_Exercise text:_
*** Begin section ***

Downtown pigeon problem addressed by Price city council members
Some claim there has been a pigeon problem downtown for many years and up until now it was the business owners' responsibilities to take care of it.
However, that might be changing as Price City is getting involved and at the regular city council meeting last Wednesday a committee was formed to review the options and come up with some solutions to deal with the situation.
Spearheaded by Councilman Don Reaveley, the city listened to three testimonies concerning the pigeons and the potential health hazard in addition to the obvious problems the large number of birds have created on tops of several businesses on Main Street, primarily between Carbon Avenue and 100 South.
Claron Bjork, with the Carbon County Health Department, addressed the council and did say that the droppings from the pigeons could be a potential disease hazard. "There is a high potential that the pigeons are a health issue and we need to be concerned because its a growing problem," he stated.
Tom Smith from Target Pest Control in Castle Dale, stated that his company is more than willing to discuss the options of how to get rid of these pests.
Kerry Krompel, a business owner on that block explained that droppings from the pigeons are now in the ventilators and swamp coolers and are blowing into buildings in that part of the city.
Bjork estimated that there are upwards to 300 pigeons and explained how quickly the pigeon population can grow.
He distributed a report prepared by the Humane Society for the control of pigeons and explained the problems that they can cause.
The handout points that while pigeons can pose a public health hazard, their role as disease carriers has been exaggerated almost to the point of hysteria by an ill advised segment of the public which considers these animals a nuisance.

*** End section ***

Dataset excerpts
*** Begin section ***

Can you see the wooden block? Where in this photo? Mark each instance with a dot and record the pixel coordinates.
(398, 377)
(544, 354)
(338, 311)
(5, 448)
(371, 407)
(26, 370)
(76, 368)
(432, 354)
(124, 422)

*** End section ***

_Exercise requirements:_
Continue the news story about the Price city council and the downtown pigeon problem, starting right after its last sentence.

_Solved exercise:_
There are twelve pigeon-borne diseases which are commonly referred to by the advocates of bird control programs; however, in most instances, pigeons do not play a significant role in communicating infections to man, states the report.
The document does suggest a thorough survey of the pigeon problem should precede any attempts at control. Factors such as sanitation defects may be uncovered which can be corrected to reduce pigeon population without offending community residents.
The committee that was formed is made up of Bjork and Krompel, as well as council members Reaveley and Richard Tatton and Nick Sampinos, city attorney.
Although it was not specifically discussed what the committee will be looking into, the handout did suggest that a survey should include items such as feeding sites, nests, roosts, damage, food contamination, clogged drains, dead pigeons, refuse and garbage storage. Many of these issues around the pigeon problems were discussed at the meeting.
The committee will be making recommendations at the next council meeting.